[Requirements]:
Repeat the listing in full, word for word.

Records contained in a dataset:
━━━━━━━━━━━━━━━━━━━━━━━━━━━━━━

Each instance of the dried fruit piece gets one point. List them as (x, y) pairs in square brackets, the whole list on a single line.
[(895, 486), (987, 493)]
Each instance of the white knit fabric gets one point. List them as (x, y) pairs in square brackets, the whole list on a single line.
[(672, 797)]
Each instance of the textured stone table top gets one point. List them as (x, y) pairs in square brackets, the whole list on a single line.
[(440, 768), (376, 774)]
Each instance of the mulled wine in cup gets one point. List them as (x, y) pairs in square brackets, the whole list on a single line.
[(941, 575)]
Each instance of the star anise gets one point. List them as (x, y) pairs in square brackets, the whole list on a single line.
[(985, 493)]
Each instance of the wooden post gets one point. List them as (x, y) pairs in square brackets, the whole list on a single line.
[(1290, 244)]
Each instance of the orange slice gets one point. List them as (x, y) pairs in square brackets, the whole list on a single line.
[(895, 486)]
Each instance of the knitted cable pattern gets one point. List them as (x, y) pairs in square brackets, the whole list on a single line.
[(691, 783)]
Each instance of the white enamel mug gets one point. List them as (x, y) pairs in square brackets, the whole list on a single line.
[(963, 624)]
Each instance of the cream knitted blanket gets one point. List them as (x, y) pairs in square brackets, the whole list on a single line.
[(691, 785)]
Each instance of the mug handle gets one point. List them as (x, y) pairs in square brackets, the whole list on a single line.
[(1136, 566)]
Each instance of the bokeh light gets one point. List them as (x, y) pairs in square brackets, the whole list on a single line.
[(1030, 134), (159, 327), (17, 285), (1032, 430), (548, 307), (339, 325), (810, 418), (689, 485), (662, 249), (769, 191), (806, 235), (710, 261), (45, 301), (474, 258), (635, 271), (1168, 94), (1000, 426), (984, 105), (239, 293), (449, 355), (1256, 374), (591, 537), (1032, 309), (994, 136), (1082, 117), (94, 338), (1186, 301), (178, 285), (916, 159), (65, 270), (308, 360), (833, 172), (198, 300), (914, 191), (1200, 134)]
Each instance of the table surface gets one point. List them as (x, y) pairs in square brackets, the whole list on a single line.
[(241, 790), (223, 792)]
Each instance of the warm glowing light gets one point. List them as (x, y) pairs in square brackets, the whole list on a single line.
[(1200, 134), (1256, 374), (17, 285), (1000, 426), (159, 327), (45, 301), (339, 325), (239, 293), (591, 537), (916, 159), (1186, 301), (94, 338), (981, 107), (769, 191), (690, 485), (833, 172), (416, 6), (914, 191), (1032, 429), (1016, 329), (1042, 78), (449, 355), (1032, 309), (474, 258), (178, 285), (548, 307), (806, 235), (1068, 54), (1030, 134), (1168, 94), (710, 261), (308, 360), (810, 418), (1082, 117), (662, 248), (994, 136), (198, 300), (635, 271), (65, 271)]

━━━━━━━━━━━━━━━━━━━━━━━━━━━━━━

[Response for this exercise]:
Each instance of the dried fruit piece gets one point. List them as (x, y) pairs in square brackets, the whole list on a single line.
[(895, 486), (987, 493)]
Each instance of the white knit fabric gets one point. List them as (x, y) pairs in square brackets, the whole list on a single line.
[(672, 797)]
Each instance of the textured stone table top gets one point. List them as (x, y) pairs in square brackets, the whole list on a single line.
[(440, 768), (376, 774)]
Each instance of the mulled wine in cup gets one point. List them as (x, y) pairs in square brackets, the whole list on a single line.
[(941, 575)]
Each instance of the star anise gets one point. List them as (x, y) pairs in square brackets, the whole list on a single line.
[(985, 493)]
Each instance of the wooden post gets one point. List them as (x, y) pairs in square brackets, the whole list on a single line.
[(1290, 244)]
Each instance of the orange slice gets one point. List them as (x, y) pairs in square brackets, the whole list on a single line.
[(895, 486)]
Each instance of the knitted cable pattern gets one point. List them as (x, y) pairs in square brackets, the whole list on a single line.
[(691, 783)]
Each instance of the white enamel mug gets one point. List them as (x, y) pairs in square brackets, the whole list on a single line.
[(963, 624)]
Each instance of the cream knitted blanket gets one point. List them as (x, y) pairs in square brackets, the whole list on a single line.
[(691, 785)]
Each instance of the mug handle gets one point. List them as (x, y) pairs in square brackets, the whole list on a single line.
[(1136, 566)]
Each instance of the bokeh light gets one point. List them as (x, y) pairs in square brackets, the whole list on a single line.
[(1030, 134), (159, 327), (17, 285), (1032, 430), (548, 307), (339, 325), (810, 418), (689, 485), (662, 249), (769, 191), (806, 235), (710, 261), (45, 301), (474, 258), (635, 271), (1168, 94), (1000, 426), (984, 105), (239, 293), (449, 355), (1256, 374), (591, 537), (1032, 309), (994, 136), (1082, 117), (94, 338), (1186, 301), (178, 285), (916, 159), (65, 270), (308, 360), (833, 172), (198, 300), (914, 191), (1200, 134)]
Each instance of the table surface gets one point. List them as (x, y) pairs in square brackets, the whole list on a single line.
[(241, 790), (223, 792)]
Each instance of the warm glowing light gets one point. List them as (x, y) pairs in square brackets, the whole list on a single line.
[(1200, 134), (1256, 374), (17, 285), (1000, 426), (159, 327), (45, 301), (339, 325), (239, 293), (591, 537), (916, 159), (1186, 301), (94, 338), (981, 107), (769, 191), (690, 485), (833, 172), (416, 6), (914, 191), (1032, 429), (1016, 329), (1042, 78), (449, 355), (1032, 309), (474, 258), (178, 285), (548, 307), (806, 235), (1068, 54), (1030, 134), (1168, 94), (710, 261), (308, 360), (810, 418), (1082, 117), (662, 248), (994, 136), (198, 300), (635, 271), (65, 271)]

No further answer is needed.